**Working data:**

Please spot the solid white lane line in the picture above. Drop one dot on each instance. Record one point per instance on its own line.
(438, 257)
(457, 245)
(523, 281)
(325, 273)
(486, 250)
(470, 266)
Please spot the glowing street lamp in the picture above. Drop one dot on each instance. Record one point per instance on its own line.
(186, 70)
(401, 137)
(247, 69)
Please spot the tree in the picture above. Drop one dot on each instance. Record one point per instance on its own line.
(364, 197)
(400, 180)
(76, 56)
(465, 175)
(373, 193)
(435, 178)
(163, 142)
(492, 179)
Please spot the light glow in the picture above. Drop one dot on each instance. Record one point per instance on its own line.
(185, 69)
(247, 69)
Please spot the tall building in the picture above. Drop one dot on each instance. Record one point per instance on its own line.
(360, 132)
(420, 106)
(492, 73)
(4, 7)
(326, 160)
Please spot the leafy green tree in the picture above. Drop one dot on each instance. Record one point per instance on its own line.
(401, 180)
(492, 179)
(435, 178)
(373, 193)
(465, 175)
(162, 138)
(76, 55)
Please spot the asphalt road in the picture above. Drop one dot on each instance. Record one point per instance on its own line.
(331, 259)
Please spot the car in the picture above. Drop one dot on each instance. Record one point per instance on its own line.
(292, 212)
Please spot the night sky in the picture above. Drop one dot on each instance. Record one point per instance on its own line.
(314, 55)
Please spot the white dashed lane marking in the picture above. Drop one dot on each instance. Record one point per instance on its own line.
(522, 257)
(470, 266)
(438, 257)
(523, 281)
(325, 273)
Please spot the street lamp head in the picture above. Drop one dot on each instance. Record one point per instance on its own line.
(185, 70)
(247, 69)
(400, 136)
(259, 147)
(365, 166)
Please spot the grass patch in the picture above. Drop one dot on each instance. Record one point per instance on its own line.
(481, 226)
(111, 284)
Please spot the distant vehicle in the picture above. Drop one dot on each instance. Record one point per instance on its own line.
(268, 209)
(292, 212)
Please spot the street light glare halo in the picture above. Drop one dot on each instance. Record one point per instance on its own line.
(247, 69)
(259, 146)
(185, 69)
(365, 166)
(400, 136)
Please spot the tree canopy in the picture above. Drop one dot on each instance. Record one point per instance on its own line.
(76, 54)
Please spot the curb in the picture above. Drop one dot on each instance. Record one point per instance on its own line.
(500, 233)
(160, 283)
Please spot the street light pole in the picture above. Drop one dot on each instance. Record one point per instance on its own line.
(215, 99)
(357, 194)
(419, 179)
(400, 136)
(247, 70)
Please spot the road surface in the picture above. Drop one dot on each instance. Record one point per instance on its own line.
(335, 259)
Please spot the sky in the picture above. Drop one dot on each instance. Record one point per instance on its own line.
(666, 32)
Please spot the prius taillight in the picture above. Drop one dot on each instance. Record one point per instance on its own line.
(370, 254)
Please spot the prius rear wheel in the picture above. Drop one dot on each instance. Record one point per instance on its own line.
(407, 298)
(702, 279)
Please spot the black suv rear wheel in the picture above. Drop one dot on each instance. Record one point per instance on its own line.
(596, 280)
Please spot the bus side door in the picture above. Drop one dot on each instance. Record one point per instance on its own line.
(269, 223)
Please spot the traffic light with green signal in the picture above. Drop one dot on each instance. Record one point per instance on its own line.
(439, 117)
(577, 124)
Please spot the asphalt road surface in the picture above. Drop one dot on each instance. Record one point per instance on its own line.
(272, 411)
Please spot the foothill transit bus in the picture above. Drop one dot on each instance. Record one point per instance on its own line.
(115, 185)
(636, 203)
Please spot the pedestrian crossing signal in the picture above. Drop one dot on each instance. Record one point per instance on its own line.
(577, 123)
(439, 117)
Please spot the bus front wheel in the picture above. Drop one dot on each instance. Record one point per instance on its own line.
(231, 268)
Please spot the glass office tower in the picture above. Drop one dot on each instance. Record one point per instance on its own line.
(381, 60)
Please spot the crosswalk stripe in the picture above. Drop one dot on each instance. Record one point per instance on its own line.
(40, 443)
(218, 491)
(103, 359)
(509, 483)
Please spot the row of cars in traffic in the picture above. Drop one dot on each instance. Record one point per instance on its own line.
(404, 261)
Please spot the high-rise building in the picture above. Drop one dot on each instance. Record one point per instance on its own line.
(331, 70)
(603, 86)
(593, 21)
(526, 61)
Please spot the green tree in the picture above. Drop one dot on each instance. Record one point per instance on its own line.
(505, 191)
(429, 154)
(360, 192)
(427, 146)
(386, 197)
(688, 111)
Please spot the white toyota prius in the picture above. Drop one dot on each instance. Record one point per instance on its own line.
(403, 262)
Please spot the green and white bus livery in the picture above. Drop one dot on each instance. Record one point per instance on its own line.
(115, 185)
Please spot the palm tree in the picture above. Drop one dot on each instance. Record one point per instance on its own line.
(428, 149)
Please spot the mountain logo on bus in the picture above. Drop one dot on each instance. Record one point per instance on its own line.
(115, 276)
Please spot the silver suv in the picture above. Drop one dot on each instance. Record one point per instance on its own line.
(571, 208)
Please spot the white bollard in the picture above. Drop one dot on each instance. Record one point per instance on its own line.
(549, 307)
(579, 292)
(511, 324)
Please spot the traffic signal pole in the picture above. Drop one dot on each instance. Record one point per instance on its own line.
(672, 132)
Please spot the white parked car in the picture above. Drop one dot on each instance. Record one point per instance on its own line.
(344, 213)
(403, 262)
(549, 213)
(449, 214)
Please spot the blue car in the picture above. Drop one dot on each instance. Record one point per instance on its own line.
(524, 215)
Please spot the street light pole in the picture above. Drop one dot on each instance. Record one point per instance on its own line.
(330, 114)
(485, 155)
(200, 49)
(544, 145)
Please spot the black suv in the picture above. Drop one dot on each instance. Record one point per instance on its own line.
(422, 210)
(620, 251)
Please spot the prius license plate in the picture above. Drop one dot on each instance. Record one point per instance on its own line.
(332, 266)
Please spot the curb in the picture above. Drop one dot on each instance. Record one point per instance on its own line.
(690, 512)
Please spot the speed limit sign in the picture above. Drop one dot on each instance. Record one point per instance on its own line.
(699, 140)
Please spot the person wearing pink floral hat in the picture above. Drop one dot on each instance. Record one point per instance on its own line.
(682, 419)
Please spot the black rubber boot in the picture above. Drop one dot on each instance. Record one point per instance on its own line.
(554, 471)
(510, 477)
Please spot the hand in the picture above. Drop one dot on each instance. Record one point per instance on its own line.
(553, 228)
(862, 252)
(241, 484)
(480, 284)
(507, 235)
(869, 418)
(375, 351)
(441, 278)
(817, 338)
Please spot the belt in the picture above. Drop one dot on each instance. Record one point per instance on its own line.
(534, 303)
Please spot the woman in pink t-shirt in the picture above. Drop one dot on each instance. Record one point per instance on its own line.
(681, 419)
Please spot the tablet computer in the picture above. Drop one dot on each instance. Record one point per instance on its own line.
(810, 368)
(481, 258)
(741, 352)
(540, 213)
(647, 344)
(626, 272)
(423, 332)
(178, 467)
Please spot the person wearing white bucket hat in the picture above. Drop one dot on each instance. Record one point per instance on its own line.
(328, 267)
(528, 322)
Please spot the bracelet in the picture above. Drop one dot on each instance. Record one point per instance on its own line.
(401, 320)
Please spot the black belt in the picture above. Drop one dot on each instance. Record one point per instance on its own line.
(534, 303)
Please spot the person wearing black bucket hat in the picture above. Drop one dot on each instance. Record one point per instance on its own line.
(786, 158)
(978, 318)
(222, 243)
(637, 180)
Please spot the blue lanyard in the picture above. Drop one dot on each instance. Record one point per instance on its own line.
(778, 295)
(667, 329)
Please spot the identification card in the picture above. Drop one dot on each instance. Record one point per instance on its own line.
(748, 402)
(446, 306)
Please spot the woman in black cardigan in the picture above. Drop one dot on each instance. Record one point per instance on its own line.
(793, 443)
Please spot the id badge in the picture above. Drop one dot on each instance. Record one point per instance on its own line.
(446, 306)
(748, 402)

**Exercise directions:** After finding the line that contains "Please spot the hand" in the records above, copy that line and each one after it exactly, through the final line.

**Response to the exercise:**
Please spot the hand in the picture above. Drop one dot on each instance. Record one point per instance on its own line.
(553, 228)
(862, 252)
(241, 484)
(480, 284)
(507, 235)
(869, 418)
(375, 351)
(441, 278)
(817, 338)
Please spot the belt in the picture above. Drop one dot on each instance. Record one point per instance on its own line.
(534, 303)
Please spot the woman in pink t-shirt in the picture above. Drop one dot on each instance. Record one point per instance on its own line.
(681, 419)
Please spot the tablet computer in the picture above. Drop one dot on each instance. Record one point per instance on its own line.
(810, 368)
(481, 258)
(741, 352)
(540, 213)
(647, 344)
(626, 272)
(423, 332)
(178, 467)
Please spot the person wearing white bucket hat in the picture above. Drop one dot on each instance. Record one point per instance on its own line.
(328, 267)
(528, 322)
Please spot the bracelet in the picture above. Drop one dot on each instance. Record one point per instance on its own line.
(401, 320)
Please spot the black belt in the picture above. Drop one dot on each instance. Record one point per instance on its own line.
(534, 303)
Please spot the person wearing black bucket hat in the picture above. Drop one dot on each instance. Record one point per instance on its own line.
(786, 158)
(978, 318)
(222, 243)
(637, 180)
Please spot the blue lanyard in the picture above. Drop one dot on each instance. Record one point per instance on its own line.
(778, 295)
(667, 329)
Please spot the identification card in the picture above. Drop one dot on each instance. Record one point per instance on its own line.
(748, 402)
(446, 306)
Please spot the woman in black cardigan in the picture above. Drop one dot on each instance. Record one point per instance on its own line.
(793, 443)
Please spot the id badge in the picture above. Drop one dot on each instance. Record one point per instance on its own line.
(446, 306)
(748, 402)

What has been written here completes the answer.